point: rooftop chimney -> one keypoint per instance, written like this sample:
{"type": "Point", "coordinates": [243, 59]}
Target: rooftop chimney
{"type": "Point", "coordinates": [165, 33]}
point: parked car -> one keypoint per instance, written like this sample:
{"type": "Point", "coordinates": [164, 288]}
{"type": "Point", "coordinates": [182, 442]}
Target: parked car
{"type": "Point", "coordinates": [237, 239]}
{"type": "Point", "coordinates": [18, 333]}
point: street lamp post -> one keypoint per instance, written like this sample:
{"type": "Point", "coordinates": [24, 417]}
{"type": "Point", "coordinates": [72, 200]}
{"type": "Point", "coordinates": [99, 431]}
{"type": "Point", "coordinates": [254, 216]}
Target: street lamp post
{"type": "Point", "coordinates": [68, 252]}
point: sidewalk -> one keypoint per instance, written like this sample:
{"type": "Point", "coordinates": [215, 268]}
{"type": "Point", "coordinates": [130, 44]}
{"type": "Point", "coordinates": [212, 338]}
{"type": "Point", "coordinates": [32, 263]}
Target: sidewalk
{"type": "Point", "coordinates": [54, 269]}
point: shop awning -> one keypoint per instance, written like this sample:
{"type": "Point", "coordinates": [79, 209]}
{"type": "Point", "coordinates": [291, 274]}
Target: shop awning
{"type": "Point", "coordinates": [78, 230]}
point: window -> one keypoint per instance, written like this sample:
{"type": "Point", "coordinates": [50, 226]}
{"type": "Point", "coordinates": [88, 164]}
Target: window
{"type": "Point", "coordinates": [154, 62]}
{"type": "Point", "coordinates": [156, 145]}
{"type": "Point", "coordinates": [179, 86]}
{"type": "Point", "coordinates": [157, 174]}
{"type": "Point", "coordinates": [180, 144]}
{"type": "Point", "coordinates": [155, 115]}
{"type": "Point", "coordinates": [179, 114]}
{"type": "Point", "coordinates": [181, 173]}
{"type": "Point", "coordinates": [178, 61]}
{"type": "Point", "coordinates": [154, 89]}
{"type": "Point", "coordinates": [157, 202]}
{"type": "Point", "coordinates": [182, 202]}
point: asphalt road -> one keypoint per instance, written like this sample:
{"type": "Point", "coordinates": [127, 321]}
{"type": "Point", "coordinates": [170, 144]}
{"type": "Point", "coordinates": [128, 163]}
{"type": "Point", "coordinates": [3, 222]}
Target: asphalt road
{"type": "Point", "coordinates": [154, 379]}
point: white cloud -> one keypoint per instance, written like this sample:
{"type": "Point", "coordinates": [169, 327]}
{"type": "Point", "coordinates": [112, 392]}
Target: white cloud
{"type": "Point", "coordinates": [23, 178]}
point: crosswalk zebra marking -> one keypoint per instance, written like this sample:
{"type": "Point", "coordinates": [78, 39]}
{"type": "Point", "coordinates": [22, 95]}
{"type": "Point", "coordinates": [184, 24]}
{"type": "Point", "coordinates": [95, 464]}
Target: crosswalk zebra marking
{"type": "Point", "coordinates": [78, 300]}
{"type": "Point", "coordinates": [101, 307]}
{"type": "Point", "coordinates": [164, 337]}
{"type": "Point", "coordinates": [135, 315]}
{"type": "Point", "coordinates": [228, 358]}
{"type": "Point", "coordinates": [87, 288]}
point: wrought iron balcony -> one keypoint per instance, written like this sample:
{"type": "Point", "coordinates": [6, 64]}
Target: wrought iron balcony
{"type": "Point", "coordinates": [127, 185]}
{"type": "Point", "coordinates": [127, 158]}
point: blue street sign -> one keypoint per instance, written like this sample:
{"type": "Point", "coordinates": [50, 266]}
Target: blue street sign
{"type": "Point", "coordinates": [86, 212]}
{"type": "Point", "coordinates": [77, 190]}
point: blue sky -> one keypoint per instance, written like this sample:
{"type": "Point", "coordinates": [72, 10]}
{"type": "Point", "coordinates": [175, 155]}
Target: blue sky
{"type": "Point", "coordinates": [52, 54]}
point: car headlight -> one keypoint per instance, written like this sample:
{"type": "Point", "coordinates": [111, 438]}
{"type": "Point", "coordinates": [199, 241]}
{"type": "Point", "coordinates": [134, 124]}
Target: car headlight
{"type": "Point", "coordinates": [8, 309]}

══════

Reproduce the entries above exactly.

point: rooftop chimney -> one keypoint per instance, written like this sample:
{"type": "Point", "coordinates": [243, 59]}
Target: rooftop chimney
{"type": "Point", "coordinates": [165, 33]}
point: parked car -> one keypoint per instance, written like this sample:
{"type": "Point", "coordinates": [164, 288]}
{"type": "Point", "coordinates": [182, 442]}
Target: parked car
{"type": "Point", "coordinates": [237, 239]}
{"type": "Point", "coordinates": [18, 333]}
point: street lamp post -> one keypoint per instance, written like this sample:
{"type": "Point", "coordinates": [24, 417]}
{"type": "Point", "coordinates": [72, 200]}
{"type": "Point", "coordinates": [99, 431]}
{"type": "Point", "coordinates": [254, 216]}
Target: street lamp post
{"type": "Point", "coordinates": [68, 252]}
point: sidewalk -> one keypoint per instance, written like this sample:
{"type": "Point", "coordinates": [215, 268]}
{"type": "Point", "coordinates": [130, 44]}
{"type": "Point", "coordinates": [212, 338]}
{"type": "Point", "coordinates": [32, 263]}
Target: sidewalk
{"type": "Point", "coordinates": [54, 269]}
point: shop awning -> one keypoint per instance, written like this sample:
{"type": "Point", "coordinates": [79, 209]}
{"type": "Point", "coordinates": [291, 274]}
Target: shop awning
{"type": "Point", "coordinates": [78, 230]}
point: window -> one keypoint per instance, written like this sample:
{"type": "Point", "coordinates": [50, 226]}
{"type": "Point", "coordinates": [88, 164]}
Target: window
{"type": "Point", "coordinates": [154, 62]}
{"type": "Point", "coordinates": [156, 145]}
{"type": "Point", "coordinates": [179, 86]}
{"type": "Point", "coordinates": [157, 174]}
{"type": "Point", "coordinates": [180, 144]}
{"type": "Point", "coordinates": [155, 115]}
{"type": "Point", "coordinates": [179, 114]}
{"type": "Point", "coordinates": [181, 173]}
{"type": "Point", "coordinates": [178, 61]}
{"type": "Point", "coordinates": [154, 89]}
{"type": "Point", "coordinates": [157, 202]}
{"type": "Point", "coordinates": [182, 202]}
point: asphalt road -> one keypoint per instance, written like this sample:
{"type": "Point", "coordinates": [127, 321]}
{"type": "Point", "coordinates": [170, 144]}
{"type": "Point", "coordinates": [128, 163]}
{"type": "Point", "coordinates": [3, 222]}
Target: asphalt road
{"type": "Point", "coordinates": [154, 379]}
point: white cloud -> one keypoint per instance, written like this sample:
{"type": "Point", "coordinates": [169, 327]}
{"type": "Point", "coordinates": [112, 392]}
Target: white cloud
{"type": "Point", "coordinates": [23, 178]}
point: crosswalk zebra marking -> one keypoint per instance, written like this sample:
{"type": "Point", "coordinates": [78, 39]}
{"type": "Point", "coordinates": [22, 95]}
{"type": "Point", "coordinates": [184, 24]}
{"type": "Point", "coordinates": [95, 464]}
Target: crosswalk zebra marking
{"type": "Point", "coordinates": [78, 300]}
{"type": "Point", "coordinates": [101, 307]}
{"type": "Point", "coordinates": [164, 337]}
{"type": "Point", "coordinates": [135, 315]}
{"type": "Point", "coordinates": [228, 358]}
{"type": "Point", "coordinates": [87, 288]}
point: wrought iron balcony -> one keypoint per instance, written like this sample:
{"type": "Point", "coordinates": [6, 64]}
Target: wrought iron balcony
{"type": "Point", "coordinates": [127, 185]}
{"type": "Point", "coordinates": [127, 158]}
point: blue street sign -> one keypoint per instance, written like this sample:
{"type": "Point", "coordinates": [50, 266]}
Target: blue street sign
{"type": "Point", "coordinates": [86, 212]}
{"type": "Point", "coordinates": [77, 190]}
point: blue sky -> one keypoint per instance, written like this sample:
{"type": "Point", "coordinates": [72, 10]}
{"type": "Point", "coordinates": [175, 155]}
Target: blue sky
{"type": "Point", "coordinates": [52, 54]}
point: car headlight -> one keypoint per instance, written like this sample:
{"type": "Point", "coordinates": [111, 438]}
{"type": "Point", "coordinates": [199, 241]}
{"type": "Point", "coordinates": [134, 124]}
Target: car headlight
{"type": "Point", "coordinates": [8, 309]}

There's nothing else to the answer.